## DATA EXTRACT
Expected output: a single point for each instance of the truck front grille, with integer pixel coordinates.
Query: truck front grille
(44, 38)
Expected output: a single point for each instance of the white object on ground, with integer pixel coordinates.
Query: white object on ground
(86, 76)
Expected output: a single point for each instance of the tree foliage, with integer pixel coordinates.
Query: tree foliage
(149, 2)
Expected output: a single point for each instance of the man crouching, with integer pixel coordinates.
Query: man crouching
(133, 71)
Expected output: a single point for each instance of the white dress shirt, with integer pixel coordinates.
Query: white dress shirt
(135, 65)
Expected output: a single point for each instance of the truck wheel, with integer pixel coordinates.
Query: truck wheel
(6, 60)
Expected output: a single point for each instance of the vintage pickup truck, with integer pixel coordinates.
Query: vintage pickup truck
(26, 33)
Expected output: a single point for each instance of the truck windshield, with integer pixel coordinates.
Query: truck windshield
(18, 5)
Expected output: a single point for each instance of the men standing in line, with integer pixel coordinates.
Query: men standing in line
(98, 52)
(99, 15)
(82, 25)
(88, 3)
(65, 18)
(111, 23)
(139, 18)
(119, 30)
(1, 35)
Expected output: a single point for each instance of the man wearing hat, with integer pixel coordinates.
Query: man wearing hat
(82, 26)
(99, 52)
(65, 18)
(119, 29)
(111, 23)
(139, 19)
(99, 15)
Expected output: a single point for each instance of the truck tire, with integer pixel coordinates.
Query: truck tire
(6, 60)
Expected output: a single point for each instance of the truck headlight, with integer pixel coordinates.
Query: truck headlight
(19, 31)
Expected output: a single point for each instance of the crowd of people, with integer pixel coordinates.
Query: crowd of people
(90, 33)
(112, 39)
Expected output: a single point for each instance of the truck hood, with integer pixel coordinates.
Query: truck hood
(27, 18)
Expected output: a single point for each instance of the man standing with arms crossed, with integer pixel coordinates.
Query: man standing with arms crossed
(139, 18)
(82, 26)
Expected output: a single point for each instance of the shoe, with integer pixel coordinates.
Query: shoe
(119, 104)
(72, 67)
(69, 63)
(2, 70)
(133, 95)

## EXERCISE PROMPT
Lay out all the items above as a two-column CSV with the header columns "item_text" and "answer", one row per item. Put each item's text and its answer in a single double-quoted field, with line breaks replaced by spaces.

## REPLY TO THE TASK
item_text,answer
"Expected output: a single point for each instance of the truck front grille, with integer pixel coordinates. Query: truck front grille","(44, 38)"
"Expected output: a single point for each instance of the white object on ground, with integer pixel coordinates. Query: white object on ground","(86, 76)"
"Expected output: a single point for each instance of the tree foliage, with integer pixel coordinates. Query: tree foliage","(149, 2)"
"Expected output: a single point for each instance of the man crouching, with integer pixel coordinates. Query: man crouching","(133, 71)"
"Expected output: a single point for each instance of the white dress shirt, with integer pixel coordinates. Query: white dress shirt","(135, 65)"
"Expected output: a single point for each instance of the truck wheel, with integer pixel coordinates. Query: truck wheel","(6, 60)"
"Expected output: a single point for each instance of the vintage pickup truck, with integer pixel coordinates. Query: vintage pickup truck","(26, 33)"
"Expected output: a single point for each instance of the truck windshield, with integer pixel coordinates. Query: truck windshield","(18, 5)"
"Expected output: a single point for each instance of the men standing in line, with integer pixel coordinates. Query: men standing in line","(98, 52) (99, 15) (82, 25) (88, 3) (65, 18) (111, 23) (139, 18) (119, 30) (1, 35)"
"Expected output: a single point for each instance of the man wearing hat, with integer pixel coordinates. Query: man wearing hat","(82, 26) (99, 52) (65, 18) (119, 29) (111, 23) (139, 19) (99, 15)"
"Expected output: a single point for each instance of the truck tire, with integer pixel coordinates. Query: truck tire","(6, 60)"
"Expected output: a single point for each instance of the truck headlight, with integer pixel coordinates. Query: truck headlight","(19, 31)"
"Expected output: a single point for each instance of the crowd of people, with integer pixel coordinates. Query: crowd of people","(90, 33) (112, 39)"
"Expected output: a single point for each instance of the truck hood, with integer pixel coordinates. Query: truck hood","(27, 18)"
"Expected output: a single point for each instance of the man standing with arms crossed, with integer pixel coordinates. Query: man standing with arms crossed","(139, 18) (82, 26)"
"Expected output: a single point for each instance of the shoe, with integer pixel coordinates. Query: shoe","(119, 104) (72, 67) (69, 63) (2, 70) (133, 95)"